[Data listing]
········
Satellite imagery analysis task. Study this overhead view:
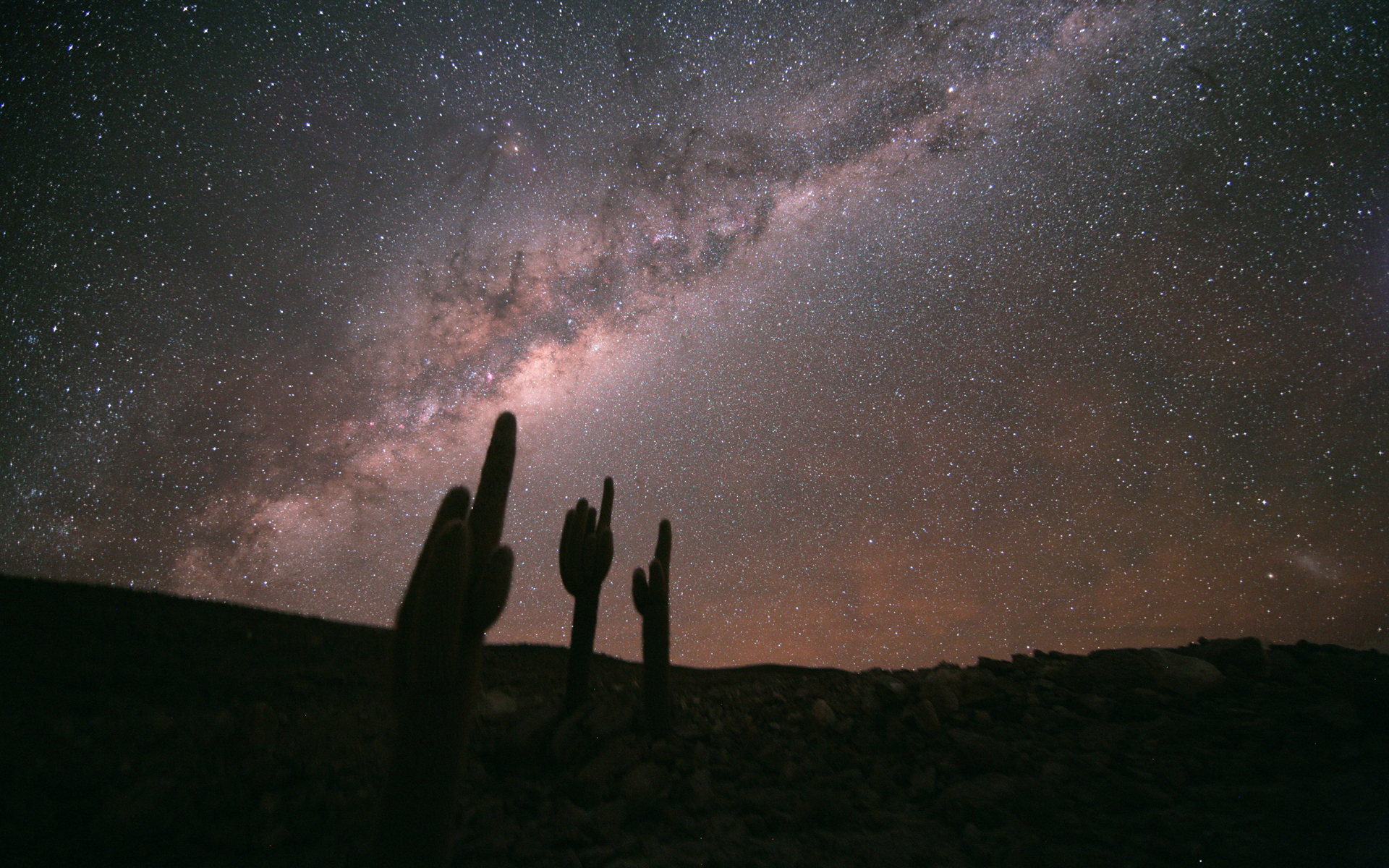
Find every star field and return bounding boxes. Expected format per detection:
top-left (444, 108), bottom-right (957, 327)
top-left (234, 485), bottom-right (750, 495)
top-left (0, 0), bottom-right (1389, 668)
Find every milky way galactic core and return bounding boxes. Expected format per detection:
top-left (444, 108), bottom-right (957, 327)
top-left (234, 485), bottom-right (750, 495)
top-left (0, 0), bottom-right (1389, 668)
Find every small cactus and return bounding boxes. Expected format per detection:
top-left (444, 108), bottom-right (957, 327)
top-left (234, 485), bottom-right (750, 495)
top-left (373, 412), bottom-right (517, 868)
top-left (632, 518), bottom-right (671, 739)
top-left (560, 477), bottom-right (613, 711)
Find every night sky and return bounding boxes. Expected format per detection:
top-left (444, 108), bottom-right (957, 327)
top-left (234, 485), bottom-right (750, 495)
top-left (0, 0), bottom-right (1389, 668)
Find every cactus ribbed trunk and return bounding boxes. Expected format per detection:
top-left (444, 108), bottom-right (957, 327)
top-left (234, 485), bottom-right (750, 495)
top-left (632, 518), bottom-right (671, 739)
top-left (560, 477), bottom-right (613, 712)
top-left (373, 644), bottom-right (482, 868)
top-left (564, 589), bottom-right (599, 711)
top-left (642, 610), bottom-right (671, 739)
top-left (373, 412), bottom-right (517, 868)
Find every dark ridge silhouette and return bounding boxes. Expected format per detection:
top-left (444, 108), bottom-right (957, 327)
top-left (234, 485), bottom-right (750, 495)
top-left (632, 518), bottom-right (671, 739)
top-left (560, 477), bottom-right (613, 711)
top-left (0, 578), bottom-right (1389, 868)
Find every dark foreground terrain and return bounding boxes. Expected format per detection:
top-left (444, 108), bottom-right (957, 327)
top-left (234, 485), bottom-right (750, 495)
top-left (0, 578), bottom-right (1389, 868)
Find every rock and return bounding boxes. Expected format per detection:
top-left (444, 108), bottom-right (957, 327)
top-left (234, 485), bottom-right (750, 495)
top-left (1055, 649), bottom-right (1155, 696)
top-left (583, 700), bottom-right (634, 739)
top-left (912, 699), bottom-right (940, 732)
top-left (907, 765), bottom-right (936, 801)
top-left (684, 768), bottom-right (714, 811)
top-left (948, 729), bottom-right (1013, 771)
top-left (619, 761), bottom-right (671, 801)
top-left (1176, 636), bottom-right (1273, 678)
top-left (1143, 649), bottom-right (1225, 696)
top-left (577, 733), bottom-right (643, 786)
top-left (810, 699), bottom-right (835, 726)
top-left (918, 669), bottom-right (960, 715)
top-left (477, 690), bottom-right (517, 720)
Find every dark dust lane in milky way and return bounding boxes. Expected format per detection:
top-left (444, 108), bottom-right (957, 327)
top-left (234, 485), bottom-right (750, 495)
top-left (0, 1), bottom-right (1389, 668)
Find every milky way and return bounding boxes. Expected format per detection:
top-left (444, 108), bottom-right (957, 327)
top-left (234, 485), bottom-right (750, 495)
top-left (0, 1), bottom-right (1389, 668)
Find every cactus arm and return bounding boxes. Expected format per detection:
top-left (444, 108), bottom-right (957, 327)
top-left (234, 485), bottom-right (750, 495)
top-left (373, 412), bottom-right (515, 868)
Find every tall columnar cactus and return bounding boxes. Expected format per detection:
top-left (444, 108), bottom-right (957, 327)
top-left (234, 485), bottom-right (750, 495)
top-left (632, 518), bottom-right (671, 738)
top-left (560, 477), bottom-right (613, 711)
top-left (373, 412), bottom-right (517, 868)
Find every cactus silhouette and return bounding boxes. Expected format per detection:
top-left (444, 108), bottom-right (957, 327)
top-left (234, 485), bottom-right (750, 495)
top-left (632, 518), bottom-right (671, 738)
top-left (560, 477), bottom-right (613, 711)
top-left (373, 412), bottom-right (517, 868)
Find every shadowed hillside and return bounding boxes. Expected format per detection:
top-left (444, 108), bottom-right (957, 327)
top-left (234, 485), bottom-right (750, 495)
top-left (0, 578), bottom-right (1389, 868)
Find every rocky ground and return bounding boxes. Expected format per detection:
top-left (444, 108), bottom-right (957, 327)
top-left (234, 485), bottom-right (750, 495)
top-left (0, 578), bottom-right (1389, 868)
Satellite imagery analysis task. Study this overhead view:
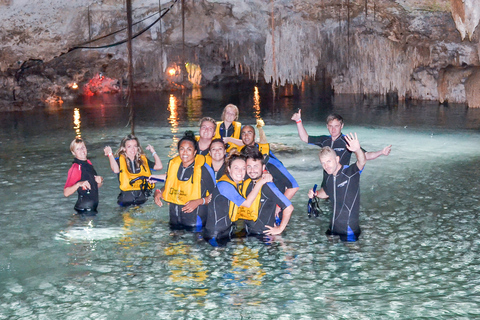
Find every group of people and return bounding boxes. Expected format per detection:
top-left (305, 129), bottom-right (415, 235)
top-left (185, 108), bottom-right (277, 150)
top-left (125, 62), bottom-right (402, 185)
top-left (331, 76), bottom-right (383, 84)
top-left (64, 104), bottom-right (391, 245)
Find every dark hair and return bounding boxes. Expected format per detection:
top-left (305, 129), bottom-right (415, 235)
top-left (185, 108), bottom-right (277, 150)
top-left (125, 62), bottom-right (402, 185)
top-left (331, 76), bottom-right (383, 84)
top-left (208, 138), bottom-right (226, 150)
top-left (241, 146), bottom-right (265, 164)
top-left (177, 130), bottom-right (198, 152)
top-left (327, 113), bottom-right (343, 124)
top-left (225, 149), bottom-right (246, 168)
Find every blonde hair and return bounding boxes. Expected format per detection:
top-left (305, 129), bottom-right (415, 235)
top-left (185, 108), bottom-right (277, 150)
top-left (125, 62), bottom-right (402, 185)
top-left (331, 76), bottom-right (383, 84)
top-left (318, 147), bottom-right (337, 159)
top-left (70, 138), bottom-right (85, 155)
top-left (222, 103), bottom-right (238, 121)
top-left (115, 134), bottom-right (146, 172)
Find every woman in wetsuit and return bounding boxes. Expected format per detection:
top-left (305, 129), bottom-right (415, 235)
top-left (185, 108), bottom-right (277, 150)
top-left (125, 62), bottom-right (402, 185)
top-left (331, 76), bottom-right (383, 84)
top-left (205, 150), bottom-right (272, 245)
top-left (155, 131), bottom-right (215, 231)
top-left (63, 138), bottom-right (103, 213)
top-left (103, 134), bottom-right (163, 207)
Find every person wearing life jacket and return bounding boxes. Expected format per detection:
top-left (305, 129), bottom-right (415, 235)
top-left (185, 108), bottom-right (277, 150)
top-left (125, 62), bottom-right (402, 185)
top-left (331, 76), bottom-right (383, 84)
top-left (205, 139), bottom-right (227, 181)
top-left (63, 138), bottom-right (103, 214)
top-left (195, 117), bottom-right (217, 156)
top-left (228, 125), bottom-right (299, 200)
top-left (213, 103), bottom-right (243, 149)
top-left (155, 131), bottom-right (215, 231)
top-left (103, 134), bottom-right (163, 207)
top-left (204, 150), bottom-right (272, 246)
top-left (239, 146), bottom-right (293, 235)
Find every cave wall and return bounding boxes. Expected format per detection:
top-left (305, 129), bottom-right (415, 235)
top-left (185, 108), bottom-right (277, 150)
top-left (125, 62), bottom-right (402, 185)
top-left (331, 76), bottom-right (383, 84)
top-left (0, 0), bottom-right (480, 106)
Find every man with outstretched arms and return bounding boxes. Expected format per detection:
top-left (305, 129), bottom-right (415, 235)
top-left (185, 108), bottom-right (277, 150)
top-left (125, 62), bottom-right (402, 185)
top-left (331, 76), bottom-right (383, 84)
top-left (308, 133), bottom-right (367, 241)
top-left (239, 146), bottom-right (293, 235)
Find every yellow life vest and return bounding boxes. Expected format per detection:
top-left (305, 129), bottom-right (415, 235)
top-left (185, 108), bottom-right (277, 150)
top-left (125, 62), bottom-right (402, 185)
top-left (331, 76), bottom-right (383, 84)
top-left (163, 154), bottom-right (205, 206)
top-left (237, 179), bottom-right (262, 221)
top-left (213, 121), bottom-right (242, 139)
top-left (118, 155), bottom-right (155, 191)
top-left (217, 174), bottom-right (242, 222)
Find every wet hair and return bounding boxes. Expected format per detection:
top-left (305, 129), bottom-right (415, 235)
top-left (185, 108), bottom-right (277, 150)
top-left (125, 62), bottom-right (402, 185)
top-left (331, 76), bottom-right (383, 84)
top-left (222, 103), bottom-right (238, 121)
top-left (208, 138), bottom-right (226, 150)
top-left (70, 138), bottom-right (85, 154)
top-left (240, 146), bottom-right (265, 164)
top-left (327, 113), bottom-right (343, 124)
top-left (225, 148), bottom-right (246, 168)
top-left (198, 117), bottom-right (217, 128)
top-left (177, 130), bottom-right (198, 153)
top-left (115, 134), bottom-right (145, 172)
top-left (318, 147), bottom-right (337, 159)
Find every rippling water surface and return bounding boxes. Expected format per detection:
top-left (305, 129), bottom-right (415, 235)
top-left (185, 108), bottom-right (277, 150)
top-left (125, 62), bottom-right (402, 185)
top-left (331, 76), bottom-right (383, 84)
top-left (0, 84), bottom-right (480, 319)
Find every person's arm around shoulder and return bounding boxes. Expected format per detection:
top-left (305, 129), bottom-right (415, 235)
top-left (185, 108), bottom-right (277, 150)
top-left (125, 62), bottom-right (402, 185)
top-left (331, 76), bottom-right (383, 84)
top-left (145, 145), bottom-right (163, 170)
top-left (241, 173), bottom-right (273, 208)
top-left (292, 109), bottom-right (308, 143)
top-left (365, 145), bottom-right (392, 160)
top-left (345, 133), bottom-right (367, 170)
top-left (103, 146), bottom-right (120, 174)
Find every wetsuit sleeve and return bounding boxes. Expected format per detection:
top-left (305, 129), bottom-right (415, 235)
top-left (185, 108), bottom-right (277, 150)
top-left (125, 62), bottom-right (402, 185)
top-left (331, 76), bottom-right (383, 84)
top-left (267, 158), bottom-right (298, 189)
top-left (63, 163), bottom-right (82, 189)
top-left (217, 181), bottom-right (246, 206)
top-left (308, 136), bottom-right (329, 147)
top-left (265, 182), bottom-right (292, 210)
top-left (202, 164), bottom-right (216, 195)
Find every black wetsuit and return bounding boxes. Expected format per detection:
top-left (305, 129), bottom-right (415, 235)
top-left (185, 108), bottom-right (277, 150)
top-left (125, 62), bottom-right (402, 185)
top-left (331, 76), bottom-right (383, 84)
top-left (323, 163), bottom-right (362, 241)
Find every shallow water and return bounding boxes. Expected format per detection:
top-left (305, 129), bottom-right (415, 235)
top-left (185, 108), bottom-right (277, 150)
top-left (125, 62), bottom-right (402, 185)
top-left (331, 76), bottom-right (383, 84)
top-left (0, 84), bottom-right (480, 319)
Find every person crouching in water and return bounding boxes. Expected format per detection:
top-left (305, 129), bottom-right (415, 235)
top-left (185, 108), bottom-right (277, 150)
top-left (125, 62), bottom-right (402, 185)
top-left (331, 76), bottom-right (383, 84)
top-left (155, 131), bottom-right (215, 231)
top-left (63, 138), bottom-right (103, 213)
top-left (204, 149), bottom-right (272, 246)
top-left (103, 134), bottom-right (163, 207)
top-left (239, 146), bottom-right (293, 236)
top-left (308, 133), bottom-right (367, 241)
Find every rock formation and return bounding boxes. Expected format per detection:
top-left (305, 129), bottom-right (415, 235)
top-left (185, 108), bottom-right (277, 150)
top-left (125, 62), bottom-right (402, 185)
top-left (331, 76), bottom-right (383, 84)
top-left (0, 0), bottom-right (480, 108)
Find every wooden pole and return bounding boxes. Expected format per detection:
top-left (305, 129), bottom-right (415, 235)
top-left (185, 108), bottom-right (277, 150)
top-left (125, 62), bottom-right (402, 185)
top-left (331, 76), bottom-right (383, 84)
top-left (126, 0), bottom-right (135, 134)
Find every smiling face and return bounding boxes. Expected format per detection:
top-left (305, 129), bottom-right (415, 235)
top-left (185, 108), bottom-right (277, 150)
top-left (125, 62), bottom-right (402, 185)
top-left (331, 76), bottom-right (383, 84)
top-left (125, 140), bottom-right (138, 161)
top-left (319, 151), bottom-right (341, 174)
top-left (327, 119), bottom-right (343, 140)
top-left (210, 141), bottom-right (226, 161)
top-left (178, 140), bottom-right (197, 167)
top-left (240, 126), bottom-right (255, 146)
top-left (247, 158), bottom-right (265, 180)
top-left (200, 121), bottom-right (216, 140)
top-left (72, 142), bottom-right (87, 161)
top-left (228, 159), bottom-right (247, 183)
top-left (224, 106), bottom-right (237, 123)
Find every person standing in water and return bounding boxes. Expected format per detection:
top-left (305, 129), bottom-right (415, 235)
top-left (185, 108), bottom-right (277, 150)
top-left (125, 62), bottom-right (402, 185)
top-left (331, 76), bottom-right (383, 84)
top-left (195, 117), bottom-right (216, 156)
top-left (155, 131), bottom-right (215, 231)
top-left (63, 138), bottom-right (103, 213)
top-left (308, 133), bottom-right (367, 241)
top-left (103, 134), bottom-right (163, 207)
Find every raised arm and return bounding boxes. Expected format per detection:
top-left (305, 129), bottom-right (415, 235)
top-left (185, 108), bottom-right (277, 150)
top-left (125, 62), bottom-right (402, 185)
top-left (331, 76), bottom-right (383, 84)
top-left (345, 133), bottom-right (367, 170)
top-left (365, 145), bottom-right (392, 160)
top-left (146, 145), bottom-right (163, 170)
top-left (292, 109), bottom-right (308, 143)
top-left (103, 146), bottom-right (120, 173)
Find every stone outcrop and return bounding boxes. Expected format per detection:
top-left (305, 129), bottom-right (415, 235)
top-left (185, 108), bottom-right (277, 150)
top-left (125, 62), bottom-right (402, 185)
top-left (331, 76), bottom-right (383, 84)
top-left (0, 0), bottom-right (480, 106)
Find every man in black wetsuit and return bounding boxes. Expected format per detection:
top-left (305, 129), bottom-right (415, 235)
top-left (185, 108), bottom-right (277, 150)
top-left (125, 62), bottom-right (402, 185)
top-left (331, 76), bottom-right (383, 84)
top-left (292, 110), bottom-right (392, 165)
top-left (308, 133), bottom-right (367, 241)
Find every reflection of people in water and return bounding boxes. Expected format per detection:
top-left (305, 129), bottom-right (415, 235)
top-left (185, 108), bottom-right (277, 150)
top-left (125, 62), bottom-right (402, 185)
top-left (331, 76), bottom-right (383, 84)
top-left (204, 150), bottom-right (272, 245)
top-left (196, 117), bottom-right (216, 156)
top-left (155, 131), bottom-right (215, 230)
top-left (205, 139), bottom-right (226, 181)
top-left (103, 134), bottom-right (163, 206)
top-left (239, 146), bottom-right (293, 235)
top-left (63, 138), bottom-right (103, 213)
top-left (308, 133), bottom-right (367, 241)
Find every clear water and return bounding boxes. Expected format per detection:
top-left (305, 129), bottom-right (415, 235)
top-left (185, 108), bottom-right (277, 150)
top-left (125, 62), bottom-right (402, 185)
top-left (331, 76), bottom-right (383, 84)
top-left (0, 84), bottom-right (480, 319)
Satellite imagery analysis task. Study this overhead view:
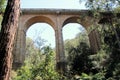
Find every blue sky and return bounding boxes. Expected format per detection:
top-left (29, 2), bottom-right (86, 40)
top-left (21, 0), bottom-right (86, 47)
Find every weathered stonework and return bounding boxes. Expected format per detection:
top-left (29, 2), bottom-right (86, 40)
········
▸ **Task instructions**
Starting at the line that contains "Find every clear", write out every line through the end of the entries, both ends included, without any pictures.

▸ **Solution to the problem**
Find every clear water and return bounding boxes. Expected format per detection:
top-left (305, 129), bottom-right (415, 235)
top-left (185, 108), bottom-right (277, 150)
top-left (125, 62), bottom-right (402, 185)
top-left (331, 76), bottom-right (383, 84)
top-left (0, 84), bottom-right (480, 319)
Satellite imagery analysis task. Study this overhead view:
Find every blue sky and return bounding boxes. Expected format per detection:
top-left (29, 2), bottom-right (86, 40)
top-left (21, 0), bottom-right (86, 47)
Find every weathered stonework and return bounding boxes. Expected format per detection:
top-left (29, 2), bottom-right (86, 40)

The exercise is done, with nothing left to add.